**Отрывок:**
--------------------------------

Картины "Падение ангелов" и "Безумная Грета" сложны, и многое в них зашифровано, свидетельств мастера, раскрывающих их замысел, не осталось. Мы можем только догадываться о том душевном состоянии, в котором они были созданы. В них нет юмора, грубого и резкого, но проникнутого стихией народной речи с ее образами и представлениями, который так сильно звучал в "Нидерландских пословицах", нет пристального интереса к разнообразию движений, на чем были построены "Детские игры", нет сосредоточенного внимания к повседневной жизни, к ее атмосфере, ее подробностям, краскам, что составляло самую суть "Битвы Масленицы и Великого Поста". Прекрасный пейзаж, который так пленителен в более ранних работах Брейгеля, здесь зловеще преображен: деревья оголены, их ветви сломаны и скрючены, реки пересохли, а небо, если оно видно, затянуто черным дымом пожаров.

Можно ли создать такую картину, как "Безумная Грета", не пережив тяжкого и долгого душевного смятения?

Сравним ее с рисунками к серии "Смертных грехов". Там тоже были образы чудовищ, но между ними и "Безумной Гретой" есть существенное различие. Все эти жабообразные, змеевидные чудища скорее передавали страхи его современников, чем собственные внутренние страхи Брейгеля. Они были изображены с отчетливостью и спокойствием, как бы извне, со стороны, иногда с насмешкой. Вот что мерещится людям, вот чего они страшатся по ночам, вот что видится им наяву, говорит художник.

В "Безумной Грете" такого спокойного взгляда со стороны нет. Ее образы завораживающе неотвязны, кажется, что художник во власти кошмара, сам не может избавиться от этих видений. Ощущение смятенности, владевшее им в пору работы над этой картиной, передалось в тревожной напряженности ее цвета. Смятение и тревога, для которых было много реальных причин вокруг, нарастали и привели художника к созданию "Триумфа смерти".

Пророчества о близящемся конце света, о грядущем и близком Страшном суде были распространены в годы позднего средневековья. Религиозные войны, эпидемии, ведьминские процессы вызывали эти настроения. Но не только они.

Великие открытия поколебали существовавшую веками устойчивую картину мира. Представление о том, что у земли нет ни верха, ни низа, что земля шар, что на противоположной ее стороне существуют не антиподы, которые ходят вверх ногами, а такие же люди, известие о том, что корабль, плывущий вокруг земного шара с запада на восток, завершив плавание вокруг земли, теряет один день календаря, а это значит, что земля вращается, были для ученых подтверждением их смелых догадок. Но для обычных людей, знающих об этом лишь понаслышке, непрочность картины мира подтверждала представление о непрочности самого мира.

XIX

По-прежнему прекрасен был город, где жил и работал Брейгель. Прекрасен, богат, многолюден. По-прежнему сотни кораблей бороздили воды Шельды. Сотни лавок предлагали покупателям пышное изобилие товаров. Продолжалось строительство церквей, домов, улиц. А Брейгель уходил с шумной, заполненной людьми улицы в мастерскую и день за днем писал "Триумф смерти". Ощущение подспудного трагизма жизни водило его рукой.

--------------------------------

**Извлеченные данные:**
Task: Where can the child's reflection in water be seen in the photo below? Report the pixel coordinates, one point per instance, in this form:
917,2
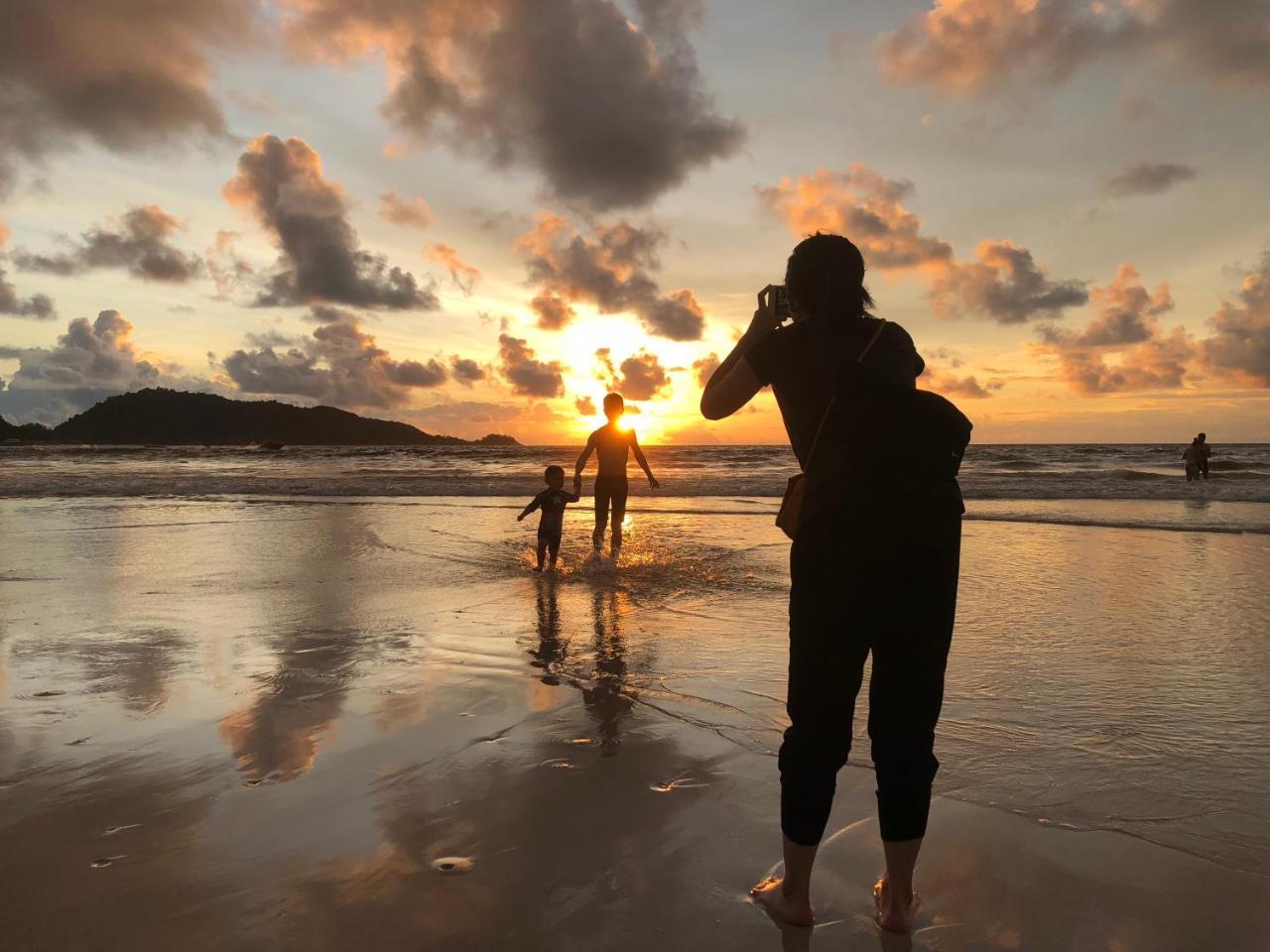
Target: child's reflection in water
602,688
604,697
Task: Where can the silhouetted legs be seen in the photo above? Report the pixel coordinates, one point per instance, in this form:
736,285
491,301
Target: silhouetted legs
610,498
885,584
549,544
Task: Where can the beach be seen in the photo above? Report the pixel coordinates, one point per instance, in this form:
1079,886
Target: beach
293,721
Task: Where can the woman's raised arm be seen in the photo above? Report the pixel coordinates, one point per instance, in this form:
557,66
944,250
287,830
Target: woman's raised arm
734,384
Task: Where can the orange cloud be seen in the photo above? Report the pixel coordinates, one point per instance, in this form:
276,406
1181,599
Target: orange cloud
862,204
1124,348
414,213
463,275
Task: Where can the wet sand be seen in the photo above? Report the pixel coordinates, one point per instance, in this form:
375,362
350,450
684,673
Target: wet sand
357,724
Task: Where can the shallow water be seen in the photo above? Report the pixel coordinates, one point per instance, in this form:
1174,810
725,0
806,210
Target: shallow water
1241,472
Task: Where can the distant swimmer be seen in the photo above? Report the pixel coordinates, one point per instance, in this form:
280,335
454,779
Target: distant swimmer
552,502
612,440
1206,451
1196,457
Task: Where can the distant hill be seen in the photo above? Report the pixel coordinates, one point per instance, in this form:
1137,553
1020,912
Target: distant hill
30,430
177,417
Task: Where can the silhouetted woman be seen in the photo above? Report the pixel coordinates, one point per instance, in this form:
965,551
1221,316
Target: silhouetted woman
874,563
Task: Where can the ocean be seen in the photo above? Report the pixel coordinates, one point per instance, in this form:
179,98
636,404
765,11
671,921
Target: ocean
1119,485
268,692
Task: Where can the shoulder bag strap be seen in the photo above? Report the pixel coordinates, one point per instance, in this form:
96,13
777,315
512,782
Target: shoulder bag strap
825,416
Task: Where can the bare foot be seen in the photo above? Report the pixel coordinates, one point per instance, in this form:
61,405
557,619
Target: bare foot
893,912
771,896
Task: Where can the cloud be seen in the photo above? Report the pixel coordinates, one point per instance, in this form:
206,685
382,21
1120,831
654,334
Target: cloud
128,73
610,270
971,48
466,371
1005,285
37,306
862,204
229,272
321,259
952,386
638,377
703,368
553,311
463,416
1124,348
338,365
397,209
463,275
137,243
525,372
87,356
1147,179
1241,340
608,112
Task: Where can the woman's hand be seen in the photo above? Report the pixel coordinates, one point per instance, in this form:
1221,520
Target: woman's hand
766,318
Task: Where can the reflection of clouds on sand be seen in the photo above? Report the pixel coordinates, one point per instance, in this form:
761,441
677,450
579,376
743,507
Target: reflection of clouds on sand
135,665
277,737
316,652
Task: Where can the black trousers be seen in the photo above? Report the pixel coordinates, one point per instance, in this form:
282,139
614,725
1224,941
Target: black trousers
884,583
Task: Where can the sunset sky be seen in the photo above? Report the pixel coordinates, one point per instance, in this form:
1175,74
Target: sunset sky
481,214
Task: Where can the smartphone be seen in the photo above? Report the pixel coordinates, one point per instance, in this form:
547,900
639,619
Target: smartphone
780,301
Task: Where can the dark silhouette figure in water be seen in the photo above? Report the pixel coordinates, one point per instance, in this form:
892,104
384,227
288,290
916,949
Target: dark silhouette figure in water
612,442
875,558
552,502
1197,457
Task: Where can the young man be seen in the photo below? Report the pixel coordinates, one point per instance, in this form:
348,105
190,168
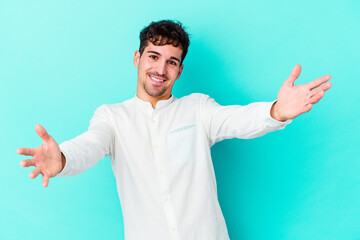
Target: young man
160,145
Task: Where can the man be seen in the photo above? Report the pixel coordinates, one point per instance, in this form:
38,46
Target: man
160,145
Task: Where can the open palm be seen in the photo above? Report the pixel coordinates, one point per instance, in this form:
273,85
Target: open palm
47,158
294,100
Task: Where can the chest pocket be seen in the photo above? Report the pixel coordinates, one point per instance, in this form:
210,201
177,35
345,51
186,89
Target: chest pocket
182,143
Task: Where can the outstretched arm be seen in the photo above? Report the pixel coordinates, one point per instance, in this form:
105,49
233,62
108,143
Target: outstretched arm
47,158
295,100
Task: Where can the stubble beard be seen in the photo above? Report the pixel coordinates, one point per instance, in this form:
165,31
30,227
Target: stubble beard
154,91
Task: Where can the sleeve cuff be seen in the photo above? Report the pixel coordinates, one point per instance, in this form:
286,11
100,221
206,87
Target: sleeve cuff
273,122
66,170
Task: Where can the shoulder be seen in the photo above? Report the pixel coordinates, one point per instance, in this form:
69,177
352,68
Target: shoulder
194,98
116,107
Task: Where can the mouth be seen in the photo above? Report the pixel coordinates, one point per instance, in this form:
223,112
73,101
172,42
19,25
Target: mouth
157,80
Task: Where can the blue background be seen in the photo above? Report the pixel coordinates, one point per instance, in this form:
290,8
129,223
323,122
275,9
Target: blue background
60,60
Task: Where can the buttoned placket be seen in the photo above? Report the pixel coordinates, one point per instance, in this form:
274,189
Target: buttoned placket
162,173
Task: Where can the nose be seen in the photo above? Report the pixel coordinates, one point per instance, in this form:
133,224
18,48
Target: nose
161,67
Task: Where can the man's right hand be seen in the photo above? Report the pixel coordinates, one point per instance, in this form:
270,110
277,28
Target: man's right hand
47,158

--------------------------------

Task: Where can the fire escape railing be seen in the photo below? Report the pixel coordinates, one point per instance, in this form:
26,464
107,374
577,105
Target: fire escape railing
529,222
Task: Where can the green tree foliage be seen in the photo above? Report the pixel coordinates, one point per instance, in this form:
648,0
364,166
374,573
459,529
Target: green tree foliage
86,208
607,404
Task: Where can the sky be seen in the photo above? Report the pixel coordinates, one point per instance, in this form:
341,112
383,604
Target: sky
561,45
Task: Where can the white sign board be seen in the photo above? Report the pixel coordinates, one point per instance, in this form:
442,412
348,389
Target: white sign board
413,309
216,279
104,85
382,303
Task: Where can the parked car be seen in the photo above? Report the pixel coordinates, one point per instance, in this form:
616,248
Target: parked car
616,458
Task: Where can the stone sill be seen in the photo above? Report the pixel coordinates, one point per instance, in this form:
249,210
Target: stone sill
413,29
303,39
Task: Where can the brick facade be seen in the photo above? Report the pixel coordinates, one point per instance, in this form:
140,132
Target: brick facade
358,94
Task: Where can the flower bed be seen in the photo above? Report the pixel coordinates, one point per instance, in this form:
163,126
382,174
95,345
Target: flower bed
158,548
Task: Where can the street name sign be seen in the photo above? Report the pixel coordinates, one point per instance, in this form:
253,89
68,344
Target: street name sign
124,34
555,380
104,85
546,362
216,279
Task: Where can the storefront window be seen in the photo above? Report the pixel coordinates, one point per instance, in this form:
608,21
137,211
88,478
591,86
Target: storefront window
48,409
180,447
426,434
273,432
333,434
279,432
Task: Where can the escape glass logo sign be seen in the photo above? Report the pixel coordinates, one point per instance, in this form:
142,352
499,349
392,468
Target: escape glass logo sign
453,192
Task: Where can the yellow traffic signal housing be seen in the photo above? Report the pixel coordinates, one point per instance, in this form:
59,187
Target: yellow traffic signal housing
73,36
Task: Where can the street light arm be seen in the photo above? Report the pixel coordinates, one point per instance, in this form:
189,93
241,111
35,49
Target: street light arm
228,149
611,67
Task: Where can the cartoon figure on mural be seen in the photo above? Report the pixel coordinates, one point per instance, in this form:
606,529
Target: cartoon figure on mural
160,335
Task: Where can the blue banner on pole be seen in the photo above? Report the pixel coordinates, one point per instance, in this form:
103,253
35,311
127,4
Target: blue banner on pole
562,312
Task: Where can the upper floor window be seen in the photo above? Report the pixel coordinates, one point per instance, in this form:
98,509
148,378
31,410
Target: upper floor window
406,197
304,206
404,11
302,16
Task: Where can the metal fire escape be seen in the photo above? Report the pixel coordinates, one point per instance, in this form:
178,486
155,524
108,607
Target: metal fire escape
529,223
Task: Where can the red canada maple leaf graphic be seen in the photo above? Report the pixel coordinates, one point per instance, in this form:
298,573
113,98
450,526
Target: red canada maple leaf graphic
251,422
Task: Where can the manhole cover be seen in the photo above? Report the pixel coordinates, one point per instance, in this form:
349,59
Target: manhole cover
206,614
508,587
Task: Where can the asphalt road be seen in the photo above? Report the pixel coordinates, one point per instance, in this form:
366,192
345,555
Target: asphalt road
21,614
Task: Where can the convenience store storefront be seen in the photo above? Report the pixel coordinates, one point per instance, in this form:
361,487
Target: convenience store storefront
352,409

--------------------------------

**Задания:**
- 1) Перепишите дословно часть отрывка о Брейгеле от «По-прежнему прекрасен был» до «водило его рукой.».
- 2) Продолжите отрывок о Брейгеле, начав сразу после его последнего предложения.

**Список ответов:**
- 1)
По-прежнему прекрасен был город, где жил и работал Брейгель. Прекрасен, богат, многолюден. По-прежнему сотни кораблей бороздили воды Шельды. Сотни лавок предлагали покупателям пышное изобилие товаров. Продолжалось строительство церквей, домов, улиц. А Брейгель уходил с шумной, заполненной людьми улицы в мастерскую и день за днем писал "Триумф смерти". Ощущение подспудного трагизма жизни водило его рукой.

- 2)
Пылают здания на дальнем плане картины, уходят под воду тонущие корабли. Они гибнут без видимой причины - море спокойно, но спокойствие это призрачно и обманчиво, морская пучина враждебна людям.

Ближе к зрителям, на берегу возвышаются виселица и плаха. Смерть здесь приняла такое знакомое Нидерландам обличье палача. Еще ближе гибнут уже не единицы, а десятки и сотни: смерть надвигается на людей сомкнутыми рядами вооруженных скелетов, и крышки гробов служат им щитами.

Смерть в стократно повторенном обличье скелетов, вооруженных мечами или косами, загоняет людей в ловушки, сталкивает в глубокие рвы. Самая большая ловушка несет на себе знак креста.

Скелет, размахивающий косой, восседает на тощем красном коне, другой конь - белый - запряжен в телегу, нагруженную черепами. Копь красный и конь бледный - кони Апокалипсиса.

Тема всепобеждающей смерти, ее триумфа, ее победоносного шествия была очень распространена в искусстве того времени. И все-таки, пожалуй, ни у одного художника до Брейгеля не обрела эта тема такой всеобъемлющей трактовки.

Решившись воплотить смерть, он, как всегда, захотел исчерпать тему до конца. Чтобы добиться этого, он пошел путем, уже известным ему: совместил сцены реальной гибели с ее символами. На картине люди горят, тонут, падают с высоких скал, умирают под мечом палача, гибнут в поединках и в бою. Это подлинные бедствия и опасности времени. Но кроме них есть всеобщая, всеохватывающая гибель. Она не щадит ни обнаженную женщину, ни короля в горностаевой мантии, ни дворянина, ни молодого, ни старого, ни шута, ни епископа.

Все равны перед смертью. Это мотив многих протестантских проповедей времен Брейгеля.

На картине есть несколько образов-символов, часто повторяющихся у Брейгеля. Изуродованное, потерявшее листву и ветви, с голыми торчащими сучьями окаянное дерево возникает на картине дважды. На одном из этих деревьев висит колокол: два скелета раскачивают его. Чудится, что художнику удалось изобразить неизобразимое: рвущий душу, тревожный набат.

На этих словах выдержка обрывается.